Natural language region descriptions

------------------------------

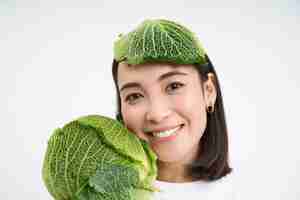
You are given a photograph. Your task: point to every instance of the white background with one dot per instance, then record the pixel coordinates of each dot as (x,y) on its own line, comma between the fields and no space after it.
(55,65)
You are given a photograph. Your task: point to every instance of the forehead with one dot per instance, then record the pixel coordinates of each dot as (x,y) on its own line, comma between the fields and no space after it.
(150,71)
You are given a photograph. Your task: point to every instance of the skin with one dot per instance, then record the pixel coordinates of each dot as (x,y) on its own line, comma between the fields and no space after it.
(162,96)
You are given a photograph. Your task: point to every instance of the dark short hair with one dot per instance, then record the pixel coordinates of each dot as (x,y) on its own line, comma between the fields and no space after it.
(212,162)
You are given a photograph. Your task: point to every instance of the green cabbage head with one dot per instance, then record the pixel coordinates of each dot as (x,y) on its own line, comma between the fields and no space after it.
(97,158)
(157,40)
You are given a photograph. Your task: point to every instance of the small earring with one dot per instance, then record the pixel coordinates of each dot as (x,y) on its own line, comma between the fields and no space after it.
(210,108)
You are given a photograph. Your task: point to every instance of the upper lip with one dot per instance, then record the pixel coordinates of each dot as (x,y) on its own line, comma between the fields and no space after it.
(156,130)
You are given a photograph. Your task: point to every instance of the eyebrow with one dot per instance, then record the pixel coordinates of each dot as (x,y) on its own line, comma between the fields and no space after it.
(160,78)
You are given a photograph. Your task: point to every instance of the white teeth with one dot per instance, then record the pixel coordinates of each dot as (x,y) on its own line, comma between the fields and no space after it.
(166,133)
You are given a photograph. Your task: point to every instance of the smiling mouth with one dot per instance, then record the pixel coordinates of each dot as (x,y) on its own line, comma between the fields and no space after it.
(166,133)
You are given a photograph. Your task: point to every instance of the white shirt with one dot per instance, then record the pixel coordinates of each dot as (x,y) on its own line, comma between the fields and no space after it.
(222,189)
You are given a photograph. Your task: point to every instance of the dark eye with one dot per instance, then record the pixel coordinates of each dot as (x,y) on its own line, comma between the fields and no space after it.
(132,98)
(174,86)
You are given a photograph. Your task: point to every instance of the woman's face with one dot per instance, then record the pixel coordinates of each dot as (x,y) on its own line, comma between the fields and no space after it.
(164,105)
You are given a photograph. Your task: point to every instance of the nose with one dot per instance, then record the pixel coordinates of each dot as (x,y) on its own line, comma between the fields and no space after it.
(158,110)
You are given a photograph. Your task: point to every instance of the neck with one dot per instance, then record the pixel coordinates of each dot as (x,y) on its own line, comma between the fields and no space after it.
(173,172)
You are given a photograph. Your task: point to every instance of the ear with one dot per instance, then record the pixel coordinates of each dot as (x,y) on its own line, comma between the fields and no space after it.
(210,92)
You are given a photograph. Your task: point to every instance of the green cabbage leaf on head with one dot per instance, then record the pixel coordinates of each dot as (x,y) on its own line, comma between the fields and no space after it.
(97,158)
(159,40)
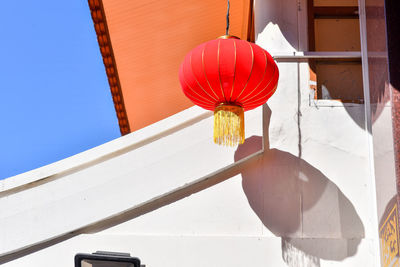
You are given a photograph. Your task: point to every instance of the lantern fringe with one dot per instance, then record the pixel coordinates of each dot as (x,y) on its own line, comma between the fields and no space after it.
(228,125)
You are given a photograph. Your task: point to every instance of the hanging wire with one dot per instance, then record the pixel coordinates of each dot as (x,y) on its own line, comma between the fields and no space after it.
(227,20)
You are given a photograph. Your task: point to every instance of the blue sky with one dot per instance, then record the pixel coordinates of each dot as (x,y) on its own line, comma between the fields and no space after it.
(55,101)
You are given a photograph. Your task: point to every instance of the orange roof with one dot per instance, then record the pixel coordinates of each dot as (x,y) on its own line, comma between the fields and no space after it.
(149,40)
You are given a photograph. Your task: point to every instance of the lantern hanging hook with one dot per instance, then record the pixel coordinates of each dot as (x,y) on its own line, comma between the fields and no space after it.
(227,20)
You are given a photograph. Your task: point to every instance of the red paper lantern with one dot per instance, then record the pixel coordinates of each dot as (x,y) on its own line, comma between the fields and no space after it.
(228,76)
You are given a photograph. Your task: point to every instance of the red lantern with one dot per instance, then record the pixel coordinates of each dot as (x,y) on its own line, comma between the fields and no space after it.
(228,76)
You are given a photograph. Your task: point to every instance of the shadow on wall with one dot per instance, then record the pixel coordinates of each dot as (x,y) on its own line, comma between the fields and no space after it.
(297,202)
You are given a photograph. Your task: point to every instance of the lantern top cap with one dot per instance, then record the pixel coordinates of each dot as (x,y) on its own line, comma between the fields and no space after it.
(228,37)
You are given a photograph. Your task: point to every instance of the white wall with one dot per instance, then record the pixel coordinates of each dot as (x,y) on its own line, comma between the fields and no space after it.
(305,202)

------------------------------

## [WHAT TO DO]
A word-for-word transcription of the entries above, free of images, is what is wanted.

## [RESULT BELOW]
You are given a photograph. Your task: point to every instance of the white background with one dot per instance, then record the pixel coordinates of each dot as (x,y) on its own line, comma between the fields and no space after it.
(55,65)
You are given a photograph. Your task: point to every instance of the forehead with one dot per instance, then record the pixel coordinates of each dot as (x,y) on its own line, comma between the fields and no space after it.
(150,71)
You are given a photograph. Your task: point to every instance of the skin with one dot per instance, then record the pixel coordinates of each dot as (x,y) on its own line, comma between the fields and no space after it.
(162,96)
You are given a photograph. Your task: point to every instance of the dark short hair with one dot per instance, then record the pixel coordinates of each dot as (x,y) on its own line, comma between the fields and no space after it.
(212,162)
You are given a photograph. Your task: point to every instance of the green cabbage head with one dot per instance, then record the pixel coordinates of each dot as (x,y) on its own line, comma between the fields and no space after it.
(97,158)
(157,40)
You are given a photograph. Your task: point to every instance of the small earring with one dot per instance, then record the pixel coordinates of each dot as (x,y) on its own line, comma between the fields and no space after it.
(210,108)
You are given a photograph. Your task: point to every instance of the upper lip with one dot per instance, then record the pixel coordinates of each dot as (x,y) on its own line, comma between the fields and no space after it.
(156,130)
You are given a photograph. Your task: point to every instance of the eyebrow with one dot per instance, then record the pixel coordinates of each dot as (x,y) on its own line, comma between the fields and no space after it.
(160,78)
You are given a photograph. Your task: point to every instance of the white teeth with one dot per instance, then record the pixel coordinates of each dot as (x,y) on its own line, comma between the fields and no space after it.
(166,133)
You are given a photograph. Your task: point to every instance of the smiling mouth with one dot per instance, then record the pixel coordinates of each dot as (x,y) on its own line, comma between the fields and no space after it.
(166,133)
You are given a photograph. Your task: point to every instance of the white shirt with one dot per instance, then record the pixel coordinates of each dot as (x,y) on its own line, comma between the fields and no space after it.
(222,189)
You are given a photograph. Your task: point to every instance of the dark eye with one dot per instance, then record the pixel coordinates of each dot as (x,y) on its own line, comma between the fields and no space after it.
(132,98)
(174,86)
You are given a photograph. Your task: point to every instance of the woman's face with one dot per instance, then record the pixel coordinates of each dot as (x,y) on its own line, comma between the fields and no space after it.
(164,105)
You are given a photograph. Your task: point to every instance of the nose with one dot per instance, then record the pixel coordinates of each dot as (x,y) on its own line, comma between the fields and no space after it.
(158,110)
You are given a photograph. Your task: point to every instance of the neck with one dot per instance, then record the pixel coordinates of each dot as (x,y) on its own line, comma between the fields and no space after it.
(173,172)
You are given a photograph. Your task: point to every instance of the ear with one dot per instance, then record the pixel coordinates of each dot as (x,y) on its own line, comma between the fields and no space after it.
(210,92)
You are given a photograph. Your task: point to every instance of the green cabbage leaf on head with one dot per instance, then record the pixel coordinates of each dot as (x,y) on its own line, comma between the fields and no space after it.
(97,158)
(159,40)
You are given a photograph. Your task: point to every instance of the lantern fringe with one dot per instance, then record the pixel coordinates of each dot as (x,y) on its own line, comma between the fields and no space after it.
(228,125)
You are given a photograph. Your task: point to every instance of the hanging wire with one dot per instance, then record the pixel coordinates of each dot as (x,y) on its own line, comma between the fields and no space after it.
(227,20)
You are given a photograph. Your task: point to every instance of the blue sky with one dot per instance, then record the pixel coordinates of each dot as (x,y) on its own line, comma between the fields and no space after it.
(55,101)
You are given a photograph. Your task: point to every instance of the orange roof with one dot per instance, then record the pixel coordinates of each dot as (x,y) on its own line, comma between the fields and no space after it.
(149,40)
You are given a photograph. Your task: point to every instance of the lantern hanging hook with one dot per instance, then record the pixel coordinates of each dot as (x,y) on its own line, comma between the fields and no space after it.
(227,20)
You are given a photograph. Your task: point to every instance of the red paper lantern with one dot per instance, then record the pixel coordinates of each dot as (x,y) on its own line, comma between the fields and no space after it.
(228,76)
You are given a photograph. Your task: point to every instance of the red lantern with one dot per instance, then record the pixel coordinates of each dot as (x,y) on its own line, comma between the fields and no space after it.
(228,76)
You are given a photograph. Your task: point to every instance of the shadow on wall with one dot per instance, then record the pixel coordinates of each dot as (x,y) on its own line, comma between the fields and no space after it.
(297,202)
You are given a photograph. Your task: point to every instance of the lantern top cap with one dot per instance, then record the pixel coordinates of each dot as (x,y) on its own line, comma between the fields and no space after it.
(228,37)
You are given a photograph. Your task: point to every instance of the white wall with one dot per instance, then record the pixel coordinates of each dot as (x,y) on its own line, comma between the fields and no space after it.
(305,202)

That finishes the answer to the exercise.